**Questions:**
a - Repeat the text about joining the What Works Network from "It’s been a" up to and including "without a home.", swapping "campaigners" for "activists".
b - In the text about joining the What Works Network, how long ago was the Network launched?

---- Passage

June 3, 2019
Dr Lígia Teixeira
Today we celebrate joining the What Works Network, which is dedicated to embedding robust evidence at the heart of policy-making and service delivery. We couldn’t be happier.
It’s been a journey. A journey that started when we asked ourselves a simple question: ‘How much progress have we made in the last 50, when homelessness first made it to the national consciousness?’ There was a lot to be proud of. But despite the fact that the homelessness safety net in the UK is strong by international standards, despite all the great work of many campaigners, researchers and practitioners, and despite significant investments in tackling homelessness, too many people remained without a home.
It was a pivotal moment. A huge amount of commitment and effort had only taken us so far. We looked far and wide for inspiration and we found it in the What Works Network. The Network launched six years ago to embed robust evidence at the heart of policy-making and service delivery.

--------
---- Data shown

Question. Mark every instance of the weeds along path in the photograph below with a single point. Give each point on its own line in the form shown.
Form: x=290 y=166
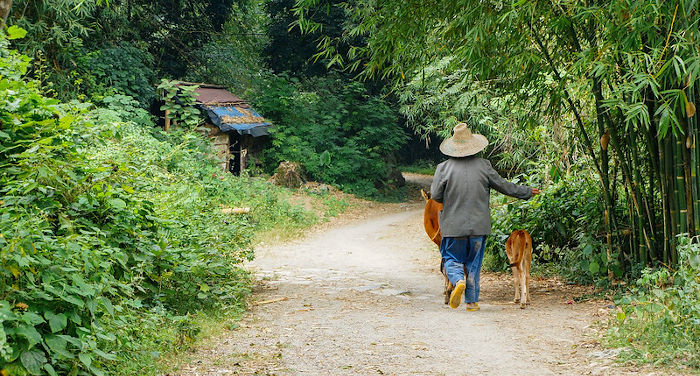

--------

**Answers for the tasks:**
a -
It’s been a journey. A journey that started when we asked ourselves a simple question: ‘How much progress have we made in the last 50, when homelessness first made it to the national consciousness?’ There was a lot to be proud of. But despite the fact that the homelessness safety net in the UK is strong by international standards, despite all the great work of many activists, researchers and practitioners, and despite significant investments in tackling homelessness, too many people remained without a home.

b - Six years ago.